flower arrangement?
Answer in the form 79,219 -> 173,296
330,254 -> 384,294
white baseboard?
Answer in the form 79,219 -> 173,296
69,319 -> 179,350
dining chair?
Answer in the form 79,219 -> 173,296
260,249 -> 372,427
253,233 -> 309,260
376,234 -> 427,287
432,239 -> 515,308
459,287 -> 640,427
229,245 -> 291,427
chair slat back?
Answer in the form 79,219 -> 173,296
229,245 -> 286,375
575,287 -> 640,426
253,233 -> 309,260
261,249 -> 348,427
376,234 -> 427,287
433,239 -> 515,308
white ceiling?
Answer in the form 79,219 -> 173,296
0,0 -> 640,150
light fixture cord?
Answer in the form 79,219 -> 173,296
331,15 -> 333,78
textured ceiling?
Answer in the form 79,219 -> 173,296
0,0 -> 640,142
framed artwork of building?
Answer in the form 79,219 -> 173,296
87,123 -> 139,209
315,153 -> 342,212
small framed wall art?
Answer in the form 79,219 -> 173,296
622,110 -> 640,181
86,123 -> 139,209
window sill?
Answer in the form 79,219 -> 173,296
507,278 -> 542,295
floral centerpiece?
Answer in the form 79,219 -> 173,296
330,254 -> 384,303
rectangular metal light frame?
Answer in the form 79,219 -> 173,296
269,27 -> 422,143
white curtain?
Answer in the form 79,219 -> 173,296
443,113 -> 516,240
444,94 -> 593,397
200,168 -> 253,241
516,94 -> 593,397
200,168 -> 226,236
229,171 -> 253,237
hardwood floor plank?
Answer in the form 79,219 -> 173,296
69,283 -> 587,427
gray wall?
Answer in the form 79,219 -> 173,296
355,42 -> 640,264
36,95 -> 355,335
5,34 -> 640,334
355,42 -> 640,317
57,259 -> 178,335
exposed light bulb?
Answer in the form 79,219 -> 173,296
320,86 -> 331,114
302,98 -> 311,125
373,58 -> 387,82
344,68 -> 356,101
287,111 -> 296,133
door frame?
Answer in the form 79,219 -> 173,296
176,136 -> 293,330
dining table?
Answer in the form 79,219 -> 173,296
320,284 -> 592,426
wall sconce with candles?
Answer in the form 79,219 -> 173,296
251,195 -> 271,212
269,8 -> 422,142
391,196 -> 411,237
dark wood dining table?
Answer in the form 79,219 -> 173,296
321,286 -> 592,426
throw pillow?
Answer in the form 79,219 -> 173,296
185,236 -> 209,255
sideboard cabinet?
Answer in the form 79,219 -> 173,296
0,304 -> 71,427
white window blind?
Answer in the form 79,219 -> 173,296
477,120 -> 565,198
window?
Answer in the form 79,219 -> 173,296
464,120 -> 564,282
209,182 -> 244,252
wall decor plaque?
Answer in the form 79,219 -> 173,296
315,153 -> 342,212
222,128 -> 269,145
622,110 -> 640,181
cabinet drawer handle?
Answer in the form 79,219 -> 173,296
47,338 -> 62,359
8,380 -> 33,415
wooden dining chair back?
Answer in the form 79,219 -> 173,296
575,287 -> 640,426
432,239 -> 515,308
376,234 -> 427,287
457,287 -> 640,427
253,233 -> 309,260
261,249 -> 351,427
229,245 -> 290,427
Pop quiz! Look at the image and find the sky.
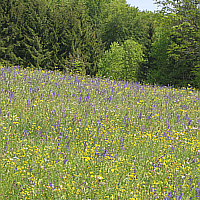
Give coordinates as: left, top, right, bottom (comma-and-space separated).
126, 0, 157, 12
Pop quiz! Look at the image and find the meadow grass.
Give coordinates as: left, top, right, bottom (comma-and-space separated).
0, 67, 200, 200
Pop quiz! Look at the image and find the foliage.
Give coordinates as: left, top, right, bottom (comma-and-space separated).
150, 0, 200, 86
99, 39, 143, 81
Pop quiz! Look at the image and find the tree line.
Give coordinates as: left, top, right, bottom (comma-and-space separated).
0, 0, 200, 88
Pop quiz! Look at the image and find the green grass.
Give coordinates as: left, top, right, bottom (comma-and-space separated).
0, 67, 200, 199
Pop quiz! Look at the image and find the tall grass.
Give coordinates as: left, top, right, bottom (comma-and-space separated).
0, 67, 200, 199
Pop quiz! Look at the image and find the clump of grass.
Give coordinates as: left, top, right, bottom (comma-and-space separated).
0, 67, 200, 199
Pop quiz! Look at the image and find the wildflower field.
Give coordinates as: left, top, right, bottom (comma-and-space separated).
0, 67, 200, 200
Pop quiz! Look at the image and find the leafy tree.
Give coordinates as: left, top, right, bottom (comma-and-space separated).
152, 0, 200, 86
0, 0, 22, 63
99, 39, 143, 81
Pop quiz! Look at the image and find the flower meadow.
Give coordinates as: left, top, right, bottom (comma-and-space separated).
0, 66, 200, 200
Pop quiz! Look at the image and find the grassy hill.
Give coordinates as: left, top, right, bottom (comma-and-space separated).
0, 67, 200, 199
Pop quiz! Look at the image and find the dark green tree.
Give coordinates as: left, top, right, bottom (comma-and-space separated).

* * * *

» TASK DETAILS: Rewrite the records starting at the line that contains "dark wood dining table?" and ending at the line that contains "8,380 -> 33,415", substituting "accent cushion" for "throw pillow" and leaving everything else unchanged.

» THE COMPLETED TASK:
dark wood dining table?
Answer in the form 79,219 -> 173,296
321,286 -> 592,426
accent cushion?
Answer in the form 79,219 -> 173,296
185,236 -> 209,255
sideboard cabinet?
Answer in the form 79,219 -> 173,296
0,304 -> 71,427
white window blind?
Answer in the form 79,219 -> 173,296
477,120 -> 565,198
window?
Answer in the form 79,219 -> 173,296
464,120 -> 564,282
209,182 -> 244,252
wall decor plaque?
Answer in the form 79,219 -> 173,296
315,153 -> 342,212
222,128 -> 269,145
622,110 -> 640,181
cabinet drawer handle?
Answer in the form 79,219 -> 173,296
47,338 -> 62,359
8,380 -> 33,415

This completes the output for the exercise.